__Passage provided__
++++
I’ve just watched Ghana get unceremoniously kicked out of the World Cup by an unsinkable Uruguay team. Having already witnessed a despondent Brazil being outmanoeuvred and outwitted by a resilient Netherlands, I started to strongly believe that there is no footballing god. When Luis Suarez punched the ball off the line in the last of the 120 minutes of an incredible football match, I had hoped that, finally, some divine justice had been served on a plate and that the Black Stars would be the deserving representatives of a whole continent, come the semi-finals.

Instead, up stepped the hapless Asamoah Gyan – a 25-year-old gentle giant who had outrun and outlasted everyone else on the field – and he took the weight and responsibility of a whole continent in those last fatal steps before opting for power rather than accuracy and slamming the ball against that fateful crossbar. Uruguay had been let off the hook and the Russian roulette of a penalty shootout ensued.

It was too much for the Ghanaians, who had ran their hearts into the ground and given it their all. They were out, and with them were the hopes of a whole continent. Like Cameroon (England in 1990) and Senegal (Turkey in 2002) before them, Ghana proved unable to break the jinx of the quarter-finals for the African representatives. You had to yell it in the end. “This is unfair. This is not how it was meant to be.” The air was pregnant with exclamation marks of disappointment. The whole of the world (ok, except maybe large parts of Montevideo) cried out for justice.

Just Desserts

It’s a slippery business this justice thingy. Take football for example. It revolves around a set of rules that are (mostly) over a hundred years old but which continue to be interpreted and applied in real time by that most reviled species of human beings – the referee. Argentina’s first goal against Mexico, Luis Fabiano’s handling of the ball before scoring, Van Bommel’s uncarded efforts to destroy the legs of half the Brazil squad and, of course, the ball that crossed the line for everyone except the Uruguayan ref (there you go again with Uruguay) – they are all instances of split-second justice-making deliveries by a human being. In each case there will be a nation yelling “foul”, yelling “injustice” as well as yelling a few more unprintable expletives directed at the referee, his assistants and, in some cases, his immediate family.

Leaving the unprintable expletives (and the reason why, apparently, they are unprintable) aside, have you noticed that the subject of justice and the dispensation thereof has had a particular week in the spotlight that was not limited to the performance of the whistle-bearing men south of the equator? Justice – “the constant and perpetual wish to give everyone that which they deserve” (Corpus Juris Civilis) – often makes it to the headlines in the media but so much attention in so many different forums is a rare occasion that merits close attention.
++++
__Extracted material__

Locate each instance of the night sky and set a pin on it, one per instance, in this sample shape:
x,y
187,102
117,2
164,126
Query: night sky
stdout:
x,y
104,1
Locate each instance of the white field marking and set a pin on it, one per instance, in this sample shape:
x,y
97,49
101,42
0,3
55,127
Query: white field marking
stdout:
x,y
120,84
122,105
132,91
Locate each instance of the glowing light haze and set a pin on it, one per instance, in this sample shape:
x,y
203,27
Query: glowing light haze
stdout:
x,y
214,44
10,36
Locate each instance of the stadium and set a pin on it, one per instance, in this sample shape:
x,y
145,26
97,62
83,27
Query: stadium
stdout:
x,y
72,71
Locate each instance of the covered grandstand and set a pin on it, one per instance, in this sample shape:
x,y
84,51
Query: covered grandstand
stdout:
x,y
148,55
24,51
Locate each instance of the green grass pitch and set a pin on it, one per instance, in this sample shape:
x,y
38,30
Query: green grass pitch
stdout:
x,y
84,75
++++
__Exercise description__
According to the World Cup piece, how old was Asamoah Gyan? The rows come from a different source than the World Cup piece.

__Result for this exercise__
He was 25 years old.